# Passage shown
Wednesday, November 25, 2009

Summer's Looking Good

Summer's looking good!

Well, packing-up is a task that will surely consume a lot of my energy, but I'm still happy nevertheless.

I don't know what awaits me in Jakarta... But Lord, I pray so that whatever life has in store for me, it's going to be a good one! Real good one!

I know moving back to Jakarta is like walking on water... The journey is about to begin. Journey of Faith. I shall update about this later on.

In the meanwhile, I'm enjoying myself lazying around, going to city, cafes, packing-up, and excercising. Dang it feels good!! It's been awhile I haven't been this healthy and this happy.


Ouhhh..and, HAPPY BIRTHDAY, Briantorotorotorototototototototsibontot :P~~ I pray to God so you'll grow up to be a charming man of God and a prominent businessman hahahah :P

Summer's looking good!

Thursday, November 19, 2009

Lose to Gain

A or B?

A = risking B stuff

B = noo.. A is part of my dream :(


A is more like selfish option, but it is quite beneficial for me and I'm sure I'm gonna likin it much. But I'm risking the happiness of some people and there might be no turning back...

If I do turn a blind eye on A, I would start B with a sadness that my dreams in A are shattered... Because I know by choosing B, I have to prepare myself for a tough life-after-uni. It will be a shock for me.

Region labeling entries
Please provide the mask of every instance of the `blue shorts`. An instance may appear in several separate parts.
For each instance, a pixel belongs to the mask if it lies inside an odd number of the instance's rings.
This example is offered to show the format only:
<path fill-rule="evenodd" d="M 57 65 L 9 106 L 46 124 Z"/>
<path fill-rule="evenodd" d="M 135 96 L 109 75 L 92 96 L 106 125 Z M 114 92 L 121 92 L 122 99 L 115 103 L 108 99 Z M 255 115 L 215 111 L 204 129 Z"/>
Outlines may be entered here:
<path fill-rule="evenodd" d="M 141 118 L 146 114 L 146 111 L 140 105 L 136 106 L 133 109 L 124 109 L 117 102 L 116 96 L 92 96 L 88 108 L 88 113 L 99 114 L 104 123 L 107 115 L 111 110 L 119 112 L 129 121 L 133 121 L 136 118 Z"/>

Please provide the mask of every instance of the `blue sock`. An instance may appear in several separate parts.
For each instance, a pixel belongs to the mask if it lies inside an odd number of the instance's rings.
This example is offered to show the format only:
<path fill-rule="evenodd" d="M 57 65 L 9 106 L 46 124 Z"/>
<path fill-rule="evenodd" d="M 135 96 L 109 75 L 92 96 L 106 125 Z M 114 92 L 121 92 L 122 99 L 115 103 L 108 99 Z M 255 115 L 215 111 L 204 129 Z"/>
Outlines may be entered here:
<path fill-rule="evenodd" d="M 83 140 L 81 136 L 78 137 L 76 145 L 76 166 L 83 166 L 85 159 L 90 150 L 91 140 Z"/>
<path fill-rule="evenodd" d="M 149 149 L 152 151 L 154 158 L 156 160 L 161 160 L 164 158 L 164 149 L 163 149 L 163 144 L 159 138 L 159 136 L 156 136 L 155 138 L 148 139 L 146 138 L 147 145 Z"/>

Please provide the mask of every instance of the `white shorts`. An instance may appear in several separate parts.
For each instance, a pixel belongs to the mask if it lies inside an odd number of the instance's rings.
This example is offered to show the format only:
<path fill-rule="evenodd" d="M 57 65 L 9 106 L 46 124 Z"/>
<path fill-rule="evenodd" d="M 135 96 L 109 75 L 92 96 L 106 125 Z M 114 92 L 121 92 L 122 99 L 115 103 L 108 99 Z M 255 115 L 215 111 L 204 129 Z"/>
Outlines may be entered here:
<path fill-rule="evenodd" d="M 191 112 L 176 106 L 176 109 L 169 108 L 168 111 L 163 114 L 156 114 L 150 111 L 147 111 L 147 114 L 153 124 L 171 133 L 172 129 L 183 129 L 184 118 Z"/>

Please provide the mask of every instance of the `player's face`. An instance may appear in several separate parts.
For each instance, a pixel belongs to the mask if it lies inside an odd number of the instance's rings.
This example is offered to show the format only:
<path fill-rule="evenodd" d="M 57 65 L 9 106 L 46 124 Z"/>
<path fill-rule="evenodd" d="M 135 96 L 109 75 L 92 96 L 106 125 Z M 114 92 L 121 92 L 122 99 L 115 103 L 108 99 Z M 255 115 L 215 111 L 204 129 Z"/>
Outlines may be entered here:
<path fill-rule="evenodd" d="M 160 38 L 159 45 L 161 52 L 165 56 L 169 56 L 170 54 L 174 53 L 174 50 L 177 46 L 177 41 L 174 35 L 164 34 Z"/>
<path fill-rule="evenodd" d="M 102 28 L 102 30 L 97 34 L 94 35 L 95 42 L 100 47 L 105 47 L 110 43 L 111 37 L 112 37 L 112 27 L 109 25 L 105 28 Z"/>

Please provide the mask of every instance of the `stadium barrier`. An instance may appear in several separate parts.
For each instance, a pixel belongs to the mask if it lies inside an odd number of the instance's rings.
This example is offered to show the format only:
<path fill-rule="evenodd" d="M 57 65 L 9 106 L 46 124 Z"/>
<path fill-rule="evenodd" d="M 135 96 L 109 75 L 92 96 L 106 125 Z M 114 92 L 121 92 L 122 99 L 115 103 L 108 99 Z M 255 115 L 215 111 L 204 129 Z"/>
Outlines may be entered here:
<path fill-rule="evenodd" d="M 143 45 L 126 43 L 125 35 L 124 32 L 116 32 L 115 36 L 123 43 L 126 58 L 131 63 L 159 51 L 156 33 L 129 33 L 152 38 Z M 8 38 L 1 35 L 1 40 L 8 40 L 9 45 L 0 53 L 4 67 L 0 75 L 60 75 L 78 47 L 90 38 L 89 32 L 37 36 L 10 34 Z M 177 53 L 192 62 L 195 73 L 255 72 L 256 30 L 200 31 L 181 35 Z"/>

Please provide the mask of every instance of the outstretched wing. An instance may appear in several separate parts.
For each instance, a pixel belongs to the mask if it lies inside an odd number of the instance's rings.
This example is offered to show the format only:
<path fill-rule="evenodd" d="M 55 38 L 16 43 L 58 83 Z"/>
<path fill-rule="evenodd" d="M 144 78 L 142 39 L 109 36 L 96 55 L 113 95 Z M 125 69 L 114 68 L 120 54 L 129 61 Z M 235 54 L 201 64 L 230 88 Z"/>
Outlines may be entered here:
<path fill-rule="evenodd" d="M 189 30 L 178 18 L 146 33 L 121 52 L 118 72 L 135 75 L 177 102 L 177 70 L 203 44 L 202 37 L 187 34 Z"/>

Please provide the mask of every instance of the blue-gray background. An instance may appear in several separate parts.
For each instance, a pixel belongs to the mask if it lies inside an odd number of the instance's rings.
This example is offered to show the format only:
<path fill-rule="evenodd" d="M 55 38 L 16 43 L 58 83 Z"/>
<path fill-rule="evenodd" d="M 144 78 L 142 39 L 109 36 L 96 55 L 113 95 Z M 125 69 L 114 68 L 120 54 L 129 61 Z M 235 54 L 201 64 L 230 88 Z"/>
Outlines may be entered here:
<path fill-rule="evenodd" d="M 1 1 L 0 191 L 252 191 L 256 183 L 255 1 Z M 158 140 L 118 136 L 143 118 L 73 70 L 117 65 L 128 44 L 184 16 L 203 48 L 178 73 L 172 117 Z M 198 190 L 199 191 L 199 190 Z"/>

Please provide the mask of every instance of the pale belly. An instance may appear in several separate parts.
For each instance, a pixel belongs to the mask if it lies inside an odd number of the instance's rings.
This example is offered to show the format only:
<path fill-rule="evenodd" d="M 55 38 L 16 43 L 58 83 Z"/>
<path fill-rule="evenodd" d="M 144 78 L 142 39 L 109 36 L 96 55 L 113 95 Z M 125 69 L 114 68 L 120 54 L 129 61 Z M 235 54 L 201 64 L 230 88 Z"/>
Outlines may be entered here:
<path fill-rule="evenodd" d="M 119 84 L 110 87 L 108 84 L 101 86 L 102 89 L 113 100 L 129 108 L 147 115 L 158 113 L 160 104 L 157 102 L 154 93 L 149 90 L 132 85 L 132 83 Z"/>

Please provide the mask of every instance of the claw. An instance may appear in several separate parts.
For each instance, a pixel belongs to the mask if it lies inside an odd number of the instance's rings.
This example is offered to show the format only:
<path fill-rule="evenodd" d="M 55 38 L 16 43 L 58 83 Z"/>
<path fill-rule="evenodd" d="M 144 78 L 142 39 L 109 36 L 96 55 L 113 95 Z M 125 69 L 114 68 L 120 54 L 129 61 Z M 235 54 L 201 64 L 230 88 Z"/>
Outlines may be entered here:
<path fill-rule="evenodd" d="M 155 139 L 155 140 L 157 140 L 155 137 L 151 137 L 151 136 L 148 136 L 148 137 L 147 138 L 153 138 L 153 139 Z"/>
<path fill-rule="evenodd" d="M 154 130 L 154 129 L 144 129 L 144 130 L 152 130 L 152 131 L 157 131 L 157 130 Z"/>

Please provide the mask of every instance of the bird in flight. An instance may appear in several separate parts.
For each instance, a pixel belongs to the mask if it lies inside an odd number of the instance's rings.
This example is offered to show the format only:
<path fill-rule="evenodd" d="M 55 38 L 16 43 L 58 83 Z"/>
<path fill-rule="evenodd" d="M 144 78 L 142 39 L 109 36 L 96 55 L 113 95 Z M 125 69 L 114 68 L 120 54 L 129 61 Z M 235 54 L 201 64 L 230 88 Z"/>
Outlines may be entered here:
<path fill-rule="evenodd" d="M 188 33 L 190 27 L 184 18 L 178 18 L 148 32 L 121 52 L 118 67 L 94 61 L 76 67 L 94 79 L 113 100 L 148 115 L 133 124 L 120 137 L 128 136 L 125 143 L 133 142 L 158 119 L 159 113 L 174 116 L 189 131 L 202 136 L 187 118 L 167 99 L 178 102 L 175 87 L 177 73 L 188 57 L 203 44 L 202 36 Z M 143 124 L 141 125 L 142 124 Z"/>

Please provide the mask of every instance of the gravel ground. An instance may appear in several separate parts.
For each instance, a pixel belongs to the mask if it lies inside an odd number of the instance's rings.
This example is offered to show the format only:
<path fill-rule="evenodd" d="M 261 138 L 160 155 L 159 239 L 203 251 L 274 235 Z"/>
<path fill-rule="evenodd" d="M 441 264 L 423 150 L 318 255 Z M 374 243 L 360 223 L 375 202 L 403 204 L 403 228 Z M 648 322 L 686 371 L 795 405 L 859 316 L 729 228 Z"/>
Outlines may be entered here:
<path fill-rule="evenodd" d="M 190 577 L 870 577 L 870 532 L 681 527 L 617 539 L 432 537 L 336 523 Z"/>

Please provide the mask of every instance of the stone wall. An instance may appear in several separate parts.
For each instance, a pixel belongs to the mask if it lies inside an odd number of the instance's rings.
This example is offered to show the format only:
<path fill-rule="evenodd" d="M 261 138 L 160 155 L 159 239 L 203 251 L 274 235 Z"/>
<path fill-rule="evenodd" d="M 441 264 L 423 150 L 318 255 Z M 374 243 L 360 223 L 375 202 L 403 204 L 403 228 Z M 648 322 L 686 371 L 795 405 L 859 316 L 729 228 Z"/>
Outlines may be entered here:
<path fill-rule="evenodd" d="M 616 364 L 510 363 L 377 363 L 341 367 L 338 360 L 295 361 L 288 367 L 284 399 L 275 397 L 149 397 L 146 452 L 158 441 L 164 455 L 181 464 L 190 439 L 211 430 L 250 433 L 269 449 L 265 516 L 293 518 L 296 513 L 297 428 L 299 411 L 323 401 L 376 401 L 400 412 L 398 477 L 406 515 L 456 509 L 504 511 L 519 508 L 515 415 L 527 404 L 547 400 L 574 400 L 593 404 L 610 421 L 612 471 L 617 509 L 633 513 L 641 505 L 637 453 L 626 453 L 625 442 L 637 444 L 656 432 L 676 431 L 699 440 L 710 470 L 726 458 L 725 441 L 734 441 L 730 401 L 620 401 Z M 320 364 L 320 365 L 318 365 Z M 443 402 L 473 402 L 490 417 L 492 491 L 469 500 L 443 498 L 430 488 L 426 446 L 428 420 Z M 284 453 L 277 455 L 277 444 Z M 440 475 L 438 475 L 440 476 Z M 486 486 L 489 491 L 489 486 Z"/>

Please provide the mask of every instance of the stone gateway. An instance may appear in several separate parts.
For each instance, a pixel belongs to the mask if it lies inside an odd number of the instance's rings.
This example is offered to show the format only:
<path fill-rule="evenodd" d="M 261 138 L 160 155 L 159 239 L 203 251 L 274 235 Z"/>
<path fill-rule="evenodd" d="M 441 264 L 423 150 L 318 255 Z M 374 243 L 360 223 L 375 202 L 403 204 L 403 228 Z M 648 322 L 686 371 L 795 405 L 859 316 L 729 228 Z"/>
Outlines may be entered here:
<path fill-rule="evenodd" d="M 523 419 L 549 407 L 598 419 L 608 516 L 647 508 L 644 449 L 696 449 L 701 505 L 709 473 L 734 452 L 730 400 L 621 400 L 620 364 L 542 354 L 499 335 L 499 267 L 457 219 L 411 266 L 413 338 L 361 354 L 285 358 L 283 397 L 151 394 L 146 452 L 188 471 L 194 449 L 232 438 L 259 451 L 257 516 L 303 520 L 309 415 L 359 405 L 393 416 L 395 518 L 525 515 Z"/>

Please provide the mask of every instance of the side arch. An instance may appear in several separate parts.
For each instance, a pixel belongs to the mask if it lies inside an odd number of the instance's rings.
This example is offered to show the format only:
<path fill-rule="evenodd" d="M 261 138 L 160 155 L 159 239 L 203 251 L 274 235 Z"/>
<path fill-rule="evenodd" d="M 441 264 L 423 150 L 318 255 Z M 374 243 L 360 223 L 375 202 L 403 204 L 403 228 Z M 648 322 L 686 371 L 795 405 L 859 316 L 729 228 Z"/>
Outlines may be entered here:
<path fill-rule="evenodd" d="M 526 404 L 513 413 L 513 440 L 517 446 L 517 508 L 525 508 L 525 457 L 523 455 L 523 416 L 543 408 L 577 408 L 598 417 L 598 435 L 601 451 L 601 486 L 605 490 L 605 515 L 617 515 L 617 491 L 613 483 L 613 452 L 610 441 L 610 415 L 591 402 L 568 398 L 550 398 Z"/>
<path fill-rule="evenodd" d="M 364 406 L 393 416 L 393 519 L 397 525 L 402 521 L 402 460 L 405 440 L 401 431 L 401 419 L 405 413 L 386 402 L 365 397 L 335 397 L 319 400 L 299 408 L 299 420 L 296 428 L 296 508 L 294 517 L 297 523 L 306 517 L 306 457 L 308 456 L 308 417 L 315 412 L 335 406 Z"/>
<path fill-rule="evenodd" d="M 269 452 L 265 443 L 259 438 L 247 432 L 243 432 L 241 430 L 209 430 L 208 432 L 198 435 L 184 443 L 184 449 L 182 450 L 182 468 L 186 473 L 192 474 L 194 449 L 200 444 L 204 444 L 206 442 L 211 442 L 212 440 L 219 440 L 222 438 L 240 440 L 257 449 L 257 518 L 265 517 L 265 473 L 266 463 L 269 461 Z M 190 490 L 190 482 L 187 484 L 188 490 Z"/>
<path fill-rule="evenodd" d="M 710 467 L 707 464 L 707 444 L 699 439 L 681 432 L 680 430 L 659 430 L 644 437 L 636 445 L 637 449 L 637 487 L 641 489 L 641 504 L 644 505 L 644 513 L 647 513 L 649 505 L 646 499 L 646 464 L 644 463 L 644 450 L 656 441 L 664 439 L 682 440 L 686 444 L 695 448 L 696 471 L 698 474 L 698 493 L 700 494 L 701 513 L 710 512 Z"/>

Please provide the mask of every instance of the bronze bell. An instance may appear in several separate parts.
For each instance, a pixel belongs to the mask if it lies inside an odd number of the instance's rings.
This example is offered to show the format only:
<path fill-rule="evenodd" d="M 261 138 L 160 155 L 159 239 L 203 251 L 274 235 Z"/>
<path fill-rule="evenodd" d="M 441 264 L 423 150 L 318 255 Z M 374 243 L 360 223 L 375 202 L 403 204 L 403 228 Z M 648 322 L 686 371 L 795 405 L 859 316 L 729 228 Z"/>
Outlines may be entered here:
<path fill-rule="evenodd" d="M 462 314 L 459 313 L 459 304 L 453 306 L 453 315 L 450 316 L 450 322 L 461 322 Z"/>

# Actions to take
(1) Based on the blog text, why would starting B be difficult for the writer? Answer in one to three sentences.
(2) Please transcribe the blog text from "Well, packing-up is" up to and including "this later on.".
You won't need the data to complete any of this.

# Expected answers
(1) The writer would begin B feeling sad that their dreams in A had been shattered. Choosing B would also mean preparing for a tough life after university, which the writer expects to be a shock.

(2)
Well, packing-up is a task that will surely consume a lot of my energy, but I'm still happy nevertheless.

I don't know what awaits me in Jakarta... But Lord, I pray so that whatever life has in store for me, it's going to be a good one! Real good one!

I know moving back to Jakarta is like walking on water... The journey is about to begin. Journey of Faith. I shall update about this later on.